• _What you will do_:
Starting from the first line below, copy the whole listing exactly.

- Opening Delimiter -

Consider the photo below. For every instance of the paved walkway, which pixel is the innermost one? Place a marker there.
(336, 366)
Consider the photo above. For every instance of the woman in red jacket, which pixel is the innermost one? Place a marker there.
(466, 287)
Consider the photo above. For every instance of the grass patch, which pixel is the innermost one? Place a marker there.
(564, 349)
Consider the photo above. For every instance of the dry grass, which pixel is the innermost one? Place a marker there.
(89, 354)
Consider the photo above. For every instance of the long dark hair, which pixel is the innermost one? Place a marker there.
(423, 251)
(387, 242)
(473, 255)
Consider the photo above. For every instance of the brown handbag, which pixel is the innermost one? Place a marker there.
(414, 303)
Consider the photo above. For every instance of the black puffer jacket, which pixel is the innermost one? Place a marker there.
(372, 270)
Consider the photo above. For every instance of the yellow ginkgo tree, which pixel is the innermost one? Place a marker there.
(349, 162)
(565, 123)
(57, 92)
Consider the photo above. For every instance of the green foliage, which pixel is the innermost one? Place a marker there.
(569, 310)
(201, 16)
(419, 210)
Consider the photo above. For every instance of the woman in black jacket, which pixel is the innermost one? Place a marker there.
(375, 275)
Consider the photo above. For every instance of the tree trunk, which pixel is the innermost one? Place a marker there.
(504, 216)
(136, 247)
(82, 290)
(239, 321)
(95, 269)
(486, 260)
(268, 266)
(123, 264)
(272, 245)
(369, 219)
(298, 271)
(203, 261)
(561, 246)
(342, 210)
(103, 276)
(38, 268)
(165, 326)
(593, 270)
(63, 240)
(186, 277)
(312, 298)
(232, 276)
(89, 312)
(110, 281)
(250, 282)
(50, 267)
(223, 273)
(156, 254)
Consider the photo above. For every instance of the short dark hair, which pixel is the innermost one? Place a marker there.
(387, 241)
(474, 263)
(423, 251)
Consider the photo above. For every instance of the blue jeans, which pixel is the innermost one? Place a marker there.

- Closing Delimiter -

• _Task solution_:
Consider the photo below. For every instance of the paved walkway, which pixel is the innermost one? Place a marker there.
(336, 366)
Consider the photo above. For every instance of the woman in red jacket, which pixel is the innermost one? Place a marker there.
(466, 287)
Consider the photo above. For every instance of the grass patch, which pixel is the innermost one? Place a marker there.
(564, 349)
Consider the photo above. For every instance of the dry grass, which pixel is the innermost one? Place a marker there.
(89, 354)
Consider the photo above. For every instance of the long dark hair, which pixel is the innermost one? Place a marker there.
(423, 251)
(387, 242)
(473, 255)
Consider the photo above. For every instance of the brown handbag, which pixel is the innermost one? Place a marker there.
(414, 303)
Consider the photo above. For every instance of the black puffer jacket, which pixel is the innermost one? Place a marker there.
(372, 270)
Consider the photo above. For every instance of the yellow ginkgo tree, which pixel is the innermost one? Place a marker there.
(349, 162)
(565, 123)
(57, 92)
Consider the photo above. For every instance of the green foliage, which pixel is the innermost one? Place a marker there.
(569, 310)
(201, 16)
(419, 210)
Consider the photo above. For every instance of the woman in black jacket, which pixel is the innermost one? Place a marker there.
(375, 275)
Consider the photo above. For every instance of the tree trunk, which pixel is the innermost one? Place a marker there.
(504, 216)
(136, 247)
(82, 290)
(239, 321)
(95, 269)
(486, 260)
(268, 266)
(123, 264)
(272, 245)
(369, 219)
(298, 271)
(203, 261)
(561, 246)
(342, 210)
(103, 276)
(38, 268)
(165, 326)
(593, 270)
(63, 240)
(186, 277)
(312, 298)
(232, 276)
(89, 312)
(110, 281)
(250, 282)
(50, 267)
(223, 273)
(156, 254)
Consider the photo above. For every instance of the short dark hair, which pixel is the innermost one? Place a marker there.
(387, 241)
(474, 263)
(423, 251)
Consider the photo above. For every instance of the blue jeans, which pixel is the innermost one? Place a marker there.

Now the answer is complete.